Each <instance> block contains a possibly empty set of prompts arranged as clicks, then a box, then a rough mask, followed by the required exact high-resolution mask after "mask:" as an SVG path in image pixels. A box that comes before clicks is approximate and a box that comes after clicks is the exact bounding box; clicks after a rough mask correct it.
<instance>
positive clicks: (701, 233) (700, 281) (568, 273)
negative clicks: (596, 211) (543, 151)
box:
---------------
- _What the task asks_
Every line above with the word "instance" belongs in the answer, copied as written.

- _Exercise response_
Each <instance> block contains a possibly empty set of prompts arranged as clicks, then a box, then a rough mask, followed by the required exact high-resolution mask after "mask:" as an SVG path in image pixels. A box that comes before clicks is approximate and a box that comes after clicks is the exact bounding box; clicks after a rough mask correct it.
<instance>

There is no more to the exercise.